Requirement> Reproduce every item below word for word, leaving out the pictures.

======== Task material

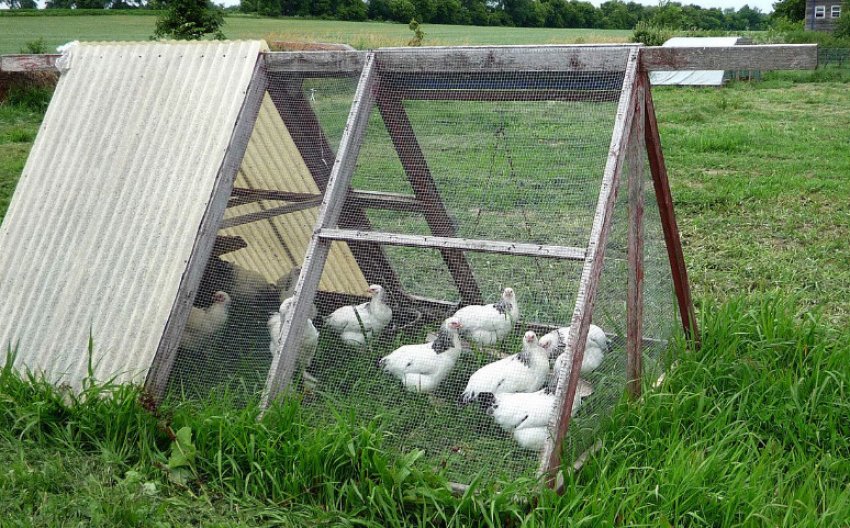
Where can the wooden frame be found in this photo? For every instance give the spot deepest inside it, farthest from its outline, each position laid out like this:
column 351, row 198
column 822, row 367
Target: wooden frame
column 160, row 371
column 283, row 365
column 386, row 81
column 550, row 462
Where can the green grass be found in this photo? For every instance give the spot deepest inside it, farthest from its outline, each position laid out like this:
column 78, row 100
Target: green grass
column 750, row 431
column 15, row 32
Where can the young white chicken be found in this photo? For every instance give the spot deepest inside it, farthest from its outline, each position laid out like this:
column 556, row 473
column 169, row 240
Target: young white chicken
column 204, row 323
column 286, row 286
column 523, row 372
column 309, row 340
column 490, row 323
column 422, row 367
column 527, row 415
column 555, row 344
column 375, row 315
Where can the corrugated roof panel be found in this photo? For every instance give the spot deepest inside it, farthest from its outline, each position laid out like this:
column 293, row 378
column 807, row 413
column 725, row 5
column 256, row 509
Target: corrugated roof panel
column 107, row 209
column 276, row 245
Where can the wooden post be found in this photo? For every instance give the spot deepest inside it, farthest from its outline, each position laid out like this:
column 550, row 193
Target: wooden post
column 416, row 167
column 634, row 299
column 318, row 155
column 668, row 219
column 565, row 393
column 292, row 326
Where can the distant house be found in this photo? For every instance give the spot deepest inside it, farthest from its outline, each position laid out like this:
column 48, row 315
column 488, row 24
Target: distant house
column 821, row 15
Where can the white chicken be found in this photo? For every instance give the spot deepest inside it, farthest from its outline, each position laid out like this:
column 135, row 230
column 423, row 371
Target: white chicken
column 490, row 323
column 523, row 372
column 422, row 367
column 286, row 286
column 309, row 340
column 555, row 344
column 374, row 315
column 204, row 323
column 527, row 415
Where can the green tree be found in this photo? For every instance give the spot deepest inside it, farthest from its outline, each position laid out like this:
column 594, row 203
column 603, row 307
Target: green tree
column 842, row 28
column 189, row 20
column 793, row 10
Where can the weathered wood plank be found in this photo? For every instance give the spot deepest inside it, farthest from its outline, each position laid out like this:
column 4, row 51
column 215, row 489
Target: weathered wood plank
column 160, row 371
column 316, row 63
column 250, row 218
column 565, row 393
column 597, row 96
column 634, row 298
column 28, row 63
column 416, row 168
column 761, row 57
column 504, row 58
column 283, row 364
column 668, row 221
column 465, row 244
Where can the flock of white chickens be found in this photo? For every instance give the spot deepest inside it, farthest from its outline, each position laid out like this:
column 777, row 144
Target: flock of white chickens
column 517, row 391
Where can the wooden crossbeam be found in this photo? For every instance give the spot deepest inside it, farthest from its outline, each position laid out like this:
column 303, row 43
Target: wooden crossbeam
column 464, row 244
column 316, row 151
column 596, row 96
column 758, row 57
column 416, row 168
column 503, row 58
column 306, row 64
column 668, row 221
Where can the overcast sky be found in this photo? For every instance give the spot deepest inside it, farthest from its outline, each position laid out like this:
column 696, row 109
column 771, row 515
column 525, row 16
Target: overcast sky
column 764, row 5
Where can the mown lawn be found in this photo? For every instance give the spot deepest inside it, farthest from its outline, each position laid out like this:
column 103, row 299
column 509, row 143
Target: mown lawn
column 751, row 430
column 16, row 31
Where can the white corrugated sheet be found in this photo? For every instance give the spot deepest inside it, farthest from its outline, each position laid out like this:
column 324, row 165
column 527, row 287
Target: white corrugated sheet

================

Exercise answer>
Where can the wooden frame be found in this photo? For every instance give the spot deepest inside it, farthest from its outline, each position laid out like this:
column 351, row 198
column 822, row 367
Target: wooden frame
column 160, row 371
column 283, row 365
column 386, row 81
column 550, row 462
Where can the green grass be found in this photo? For every instance give the spot deepest inside it, farthest from its outline, each position laid out like this:
column 78, row 100
Target: green grass
column 750, row 431
column 15, row 32
Where can the young white chicken be found in this photo? For every instance give the spot deepest inside it, farthest from its outline, each position laid out like this:
column 556, row 473
column 169, row 240
Target: young white chicken
column 204, row 323
column 286, row 286
column 523, row 372
column 309, row 340
column 490, row 323
column 422, row 367
column 527, row 415
column 555, row 344
column 375, row 315
Where can the corrugated roof panel be found in this photo? For every instance give the spot deepest inside it, farthest from its outline, each position laid out like this:
column 293, row 378
column 807, row 413
column 725, row 5
column 256, row 509
Target: corrugated roof panel
column 107, row 209
column 276, row 245
Where can the wooden post be found in this photo? For every instance give the spot deepest inside it, farthest from its outline, each position laid out like this:
column 550, row 193
Target: wooden post
column 416, row 167
column 634, row 299
column 318, row 155
column 668, row 219
column 565, row 393
column 292, row 326
Where can the distant house be found in this photo? For every instance give the spot deepest inside it, farthest from its outline, each position laid out like this:
column 48, row 315
column 488, row 24
Target: distant house
column 821, row 15
Where can the white chicken be found in this photo? For every instance give the spot deepest inside it, farthest from its outline, each position laid out like this:
column 135, row 230
column 423, row 371
Target: white chicken
column 490, row 323
column 523, row 372
column 422, row 367
column 286, row 286
column 309, row 340
column 555, row 344
column 374, row 315
column 204, row 323
column 527, row 415
Where can the green tree be found in this photo? For every instance give the spot deepest inside it, farthest from its outline, each position laid out like this:
column 594, row 203
column 603, row 307
Target: green tree
column 842, row 28
column 189, row 20
column 793, row 10
Where can the weathered wood plank be found in this photo? For every instance give the spot deepest inside it, farthest from its outline, each position laid out like this:
column 4, row 51
column 215, row 489
Target: weathered wood plank
column 160, row 371
column 316, row 63
column 250, row 218
column 565, row 393
column 597, row 96
column 634, row 298
column 28, row 63
column 416, row 168
column 761, row 57
column 504, row 58
column 283, row 364
column 668, row 221
column 465, row 244
Where can the flock of white chickens be found in this photo? For every instance give the spot deepest inside it, farthest from its outline, each position laid out like this:
column 777, row 144
Target: flock of white chickens
column 517, row 391
Where can the wooden crossbeam be found in this photo? For every instance give the spot deepest inside it, farthest from its outline, each position laid out like this:
column 303, row 43
Target: wooden crossbeam
column 464, row 244
column 316, row 151
column 596, row 96
column 758, row 57
column 416, row 168
column 503, row 58
column 306, row 64
column 668, row 221
Where can the overcast sky be found in this photo? For every instance give the spot deepest inside it, farthest from its outline, each position laid out like this:
column 696, row 109
column 771, row 515
column 525, row 16
Target: overcast sky
column 764, row 5
Where can the mown lawn be found in this photo? For every instance give the spot deepest inside it, farthest from its outline, each position laid out like this:
column 103, row 299
column 509, row 143
Target: mown lawn
column 751, row 430
column 16, row 31
Where can the white corrugated sheet be found in this photo? For every instance give the spot deepest inside it, farthest from its outline, each position laid out like this:
column 324, row 165
column 527, row 287
Target: white corrugated sheet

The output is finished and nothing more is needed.